Thursday, September 23, 2010

Guest Review: Star of Midnight (1935)/The Ex-Mrs. Bradford (1936)

Back in May, frequent commenter and longtime Thrilling Days of Yesteryear supporter Philip Schweier put his thoughts about Appointment with Danger (1951) to e-mail and submitted it for publication here on the blog. Since I’m currently involved in more anvil-juggling today (I didn’t even have time to do a birthday shout-out) I thought I’d turn over the reins to Phil for another guest review—this time a two-fer, the William Powell vehicles Star of Midnight (1935) and The Ex-Mrs. Bradford (1936). He wrote this review at enormous risk to his well-being, because nothing displeases Mrs. Schweier more than when he deviates from his "honeydew" list. So let’s hear it for him!

In 1934, William Powell and Myrna Loy starred in The Thin Man, the first of six light-hearted mystery films that were very popular until the series ran it’s course with Song of the Thin Man in 1947. What made the series so entertaining was the charming banter between Powell and Loy. But before the first sequel was filmed in 1936, Powell took a few spins in similar vehicles that tried desperately to capitalize on the same formula.

Let’s begin with Star of Midnight (1935), in which Powell plays lawyer Clay “Dal” Dalzell, who seems more successful solving cases rather than trying them. He is constantly pestered by Donna Mantin (Ginger Rogers), the daughter of a former client and who has taken a romantic interest in Dalzell.

» **RECORDS TO USE**
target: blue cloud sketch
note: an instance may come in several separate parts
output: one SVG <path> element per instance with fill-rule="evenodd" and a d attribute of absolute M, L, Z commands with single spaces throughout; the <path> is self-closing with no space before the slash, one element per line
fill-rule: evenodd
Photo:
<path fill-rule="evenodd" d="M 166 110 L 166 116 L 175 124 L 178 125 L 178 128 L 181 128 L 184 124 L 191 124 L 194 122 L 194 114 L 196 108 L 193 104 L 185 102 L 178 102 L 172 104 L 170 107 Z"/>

» **PROBLEMS TO WORK ON**
(a) Could you set down the part of the guest review starting with "Let’s begin with" and going on through "interest in Dalzell."?
(b) In the listing, starting with the first line and going on through the line with "note: an instance", can you swap "sketch" for "drawing" and give back only those lines, with everything else unchanged?

» **THE ANSWERS**
(a)
Let’s begin with Star of Midnight (1935), in which Powell plays lawyer Clay “Dal” Dalzell, who seems more successful solving cases rather than trying them. He is constantly pestered by Donna Mantin (Ginger Rogers), the daughter of a former client and who has taken a romantic interest in Dalzell.

(b)
target: blue cloud drawing
note: an instance may come in several separate parts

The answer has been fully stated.